━━ Data shown ━━

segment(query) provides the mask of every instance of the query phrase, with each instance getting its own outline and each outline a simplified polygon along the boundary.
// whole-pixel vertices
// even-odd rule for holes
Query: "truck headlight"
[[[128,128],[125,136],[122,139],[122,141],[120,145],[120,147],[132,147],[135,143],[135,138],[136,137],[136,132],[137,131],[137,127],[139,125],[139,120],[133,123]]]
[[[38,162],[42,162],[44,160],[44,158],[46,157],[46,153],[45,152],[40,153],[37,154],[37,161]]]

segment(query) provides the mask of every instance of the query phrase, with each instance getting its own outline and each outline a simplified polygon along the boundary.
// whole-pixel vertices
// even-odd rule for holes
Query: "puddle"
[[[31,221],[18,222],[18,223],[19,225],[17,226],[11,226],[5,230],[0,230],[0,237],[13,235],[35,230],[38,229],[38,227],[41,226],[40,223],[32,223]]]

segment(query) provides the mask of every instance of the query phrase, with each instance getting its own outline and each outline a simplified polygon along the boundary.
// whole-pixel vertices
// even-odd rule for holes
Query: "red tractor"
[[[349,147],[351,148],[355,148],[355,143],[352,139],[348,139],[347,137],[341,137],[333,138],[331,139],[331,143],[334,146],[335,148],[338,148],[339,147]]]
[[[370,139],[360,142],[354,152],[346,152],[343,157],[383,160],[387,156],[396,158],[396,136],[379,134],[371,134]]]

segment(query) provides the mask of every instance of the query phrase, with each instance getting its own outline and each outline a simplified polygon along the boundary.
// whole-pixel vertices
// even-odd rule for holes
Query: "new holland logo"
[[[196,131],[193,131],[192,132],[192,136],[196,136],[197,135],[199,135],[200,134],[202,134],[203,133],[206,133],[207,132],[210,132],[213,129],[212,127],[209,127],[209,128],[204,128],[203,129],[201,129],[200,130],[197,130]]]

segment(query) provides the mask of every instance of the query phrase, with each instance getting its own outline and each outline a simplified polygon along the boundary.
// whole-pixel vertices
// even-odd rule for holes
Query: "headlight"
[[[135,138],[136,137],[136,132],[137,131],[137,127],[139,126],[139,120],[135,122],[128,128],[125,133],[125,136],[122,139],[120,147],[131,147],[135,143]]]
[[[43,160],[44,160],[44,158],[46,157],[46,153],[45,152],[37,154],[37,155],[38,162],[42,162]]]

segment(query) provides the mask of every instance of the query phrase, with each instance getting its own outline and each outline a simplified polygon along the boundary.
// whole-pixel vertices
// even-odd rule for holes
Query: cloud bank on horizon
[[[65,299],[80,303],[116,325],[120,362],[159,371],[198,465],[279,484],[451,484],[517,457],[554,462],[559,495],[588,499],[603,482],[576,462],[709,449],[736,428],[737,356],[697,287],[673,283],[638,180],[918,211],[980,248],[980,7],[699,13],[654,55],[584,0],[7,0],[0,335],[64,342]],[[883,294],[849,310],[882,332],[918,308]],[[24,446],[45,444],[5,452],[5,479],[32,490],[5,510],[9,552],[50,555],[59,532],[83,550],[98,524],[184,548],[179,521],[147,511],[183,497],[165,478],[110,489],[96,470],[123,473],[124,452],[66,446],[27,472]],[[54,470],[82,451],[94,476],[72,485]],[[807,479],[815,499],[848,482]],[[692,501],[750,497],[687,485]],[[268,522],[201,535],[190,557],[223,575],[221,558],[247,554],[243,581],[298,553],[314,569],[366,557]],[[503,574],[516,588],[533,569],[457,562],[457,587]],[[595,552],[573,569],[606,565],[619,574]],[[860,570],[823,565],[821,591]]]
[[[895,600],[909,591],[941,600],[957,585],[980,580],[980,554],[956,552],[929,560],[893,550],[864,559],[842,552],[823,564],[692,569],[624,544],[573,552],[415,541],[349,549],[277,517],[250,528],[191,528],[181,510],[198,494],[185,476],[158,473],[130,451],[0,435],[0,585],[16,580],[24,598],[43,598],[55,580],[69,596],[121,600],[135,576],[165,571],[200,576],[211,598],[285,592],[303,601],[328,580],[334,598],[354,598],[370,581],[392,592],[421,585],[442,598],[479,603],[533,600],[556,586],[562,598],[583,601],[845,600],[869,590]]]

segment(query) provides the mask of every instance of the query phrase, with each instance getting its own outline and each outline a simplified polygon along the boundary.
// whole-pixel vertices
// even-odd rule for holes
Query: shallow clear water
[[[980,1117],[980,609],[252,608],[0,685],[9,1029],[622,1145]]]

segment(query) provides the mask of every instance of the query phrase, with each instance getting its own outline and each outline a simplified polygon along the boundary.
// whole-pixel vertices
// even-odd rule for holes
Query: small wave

━━━

* _Set task_
Everything in the listing above should be restated exactly.

* _Solution for this exercise_
segment(query) provides the mask of every instance of the query phrase, with each instance getting its own outline and each outline a simplified polygon along the boundary.
// whole-pixel vertices
// even-odd rule for holes
Query: "truck headlight"
[[[128,128],[125,136],[122,139],[122,141],[120,145],[120,147],[132,147],[135,143],[135,138],[136,137],[136,132],[137,131],[137,127],[139,125],[139,120],[133,123]]]
[[[38,162],[42,162],[44,160],[44,158],[46,157],[46,153],[45,152],[40,153],[37,154],[37,161]]]

segment(query) provides the mask of every instance of the query phrase, with each instance getting its own outline and each outline a simplified polygon along the boundary.
// whole-pixel vertices
// even-odd rule for holes
Query: "puddle"
[[[31,221],[18,222],[18,223],[19,225],[17,226],[11,226],[5,230],[0,230],[0,237],[13,235],[35,230],[38,229],[38,227],[41,226],[40,223],[32,223]]]

segment(query) provides the mask of every instance of the query phrase, with each instance getting its own outline and each outline a simplified polygon along the boundary.
// whole-pixel vertices
// even-odd rule for holes
Query: "red tractor"
[[[349,147],[351,148],[355,148],[355,143],[352,139],[348,139],[347,137],[341,137],[333,138],[331,139],[331,143],[334,146],[335,148],[338,148],[339,147]]]
[[[370,139],[360,142],[354,152],[346,152],[343,157],[383,160],[387,156],[396,158],[396,136],[379,134],[371,134]]]

segment(query) provides the mask of every instance of the query phrase, with each instance getting its own outline and each outline a simplified polygon along the boundary.
// whole-pixel vertices
// even-odd rule for holes
Query: "new holland logo"
[[[196,131],[193,131],[192,132],[192,136],[196,136],[197,135],[199,135],[200,134],[202,134],[203,133],[206,133],[207,132],[210,132],[213,129],[212,127],[209,127],[209,128],[204,128],[203,129],[201,129],[200,130],[197,130]]]

segment(query) provides the mask of every instance of the query phrase, with each instance getting its own outline and each outline a simplified polygon along the boundary.
// whole-pixel vertices
// even-odd rule for holes
Query: "headlight"
[[[135,138],[136,137],[136,132],[137,131],[137,127],[139,126],[139,120],[135,122],[128,128],[125,133],[125,136],[122,139],[120,147],[131,147],[135,143]]]
[[[43,160],[44,160],[44,158],[46,157],[46,153],[45,152],[37,154],[37,155],[38,162],[42,162]]]

segment(query) provides the mask of every instance of the query phrase, with each instance getting its own outline and each outline a simplified polygon along the boundary.
// whole-pixel vertices
// even-odd rule for holes
Query: cloud bank on horizon
[[[65,299],[80,303],[116,325],[120,362],[159,371],[198,465],[279,484],[451,484],[517,457],[554,462],[559,495],[588,499],[603,482],[576,462],[709,449],[736,428],[737,356],[697,287],[673,283],[638,180],[918,211],[980,248],[980,7],[699,13],[654,55],[584,0],[7,0],[0,335],[64,342]],[[883,294],[849,310],[882,332],[918,308]],[[24,446],[45,444],[5,452],[5,479],[32,490],[5,510],[9,552],[50,555],[59,532],[83,550],[98,524],[184,548],[179,521],[147,511],[183,497],[165,478],[110,489],[96,470],[123,473],[124,452],[66,446],[27,472]],[[54,470],[82,451],[94,476],[72,485]],[[807,479],[815,499],[848,482]],[[692,501],[750,497],[687,485]],[[268,522],[201,535],[190,557],[223,575],[221,558],[247,554],[243,581],[298,553],[314,569],[366,557]],[[503,574],[516,588],[533,569],[457,562],[457,587]],[[595,552],[573,569],[606,565],[619,574]],[[860,570],[823,565],[821,591]]]
[[[895,600],[909,591],[941,600],[957,585],[980,580],[980,554],[956,552],[929,560],[893,550],[864,559],[842,552],[823,564],[692,569],[624,544],[573,552],[415,541],[349,549],[277,517],[250,528],[191,528],[181,510],[198,494],[185,476],[158,473],[130,451],[0,435],[0,585],[16,580],[24,598],[43,598],[55,580],[69,596],[121,600],[135,576],[165,571],[200,576],[211,598],[285,592],[303,601],[328,580],[334,598],[354,598],[370,581],[392,592],[421,585],[442,598],[479,603],[533,600],[556,586],[562,598],[583,601],[845,600],[869,590]]]

segment(query) provides the mask of every instance of the query phrase, with each instance getting its own outline and each outline a simplified polygon along the boundary.
// whole-pixel vertices
// even-odd rule for holes
Query: shallow clear water
[[[980,1117],[980,609],[252,608],[0,685],[9,1029],[622,1145]]]

segment(query) provides the mask of every instance of the query phrase, with each instance getting its own outline and each outline a simplified polygon along the boundary.
// whole-pixel vertices
// even-odd rule for holes
Query: small wave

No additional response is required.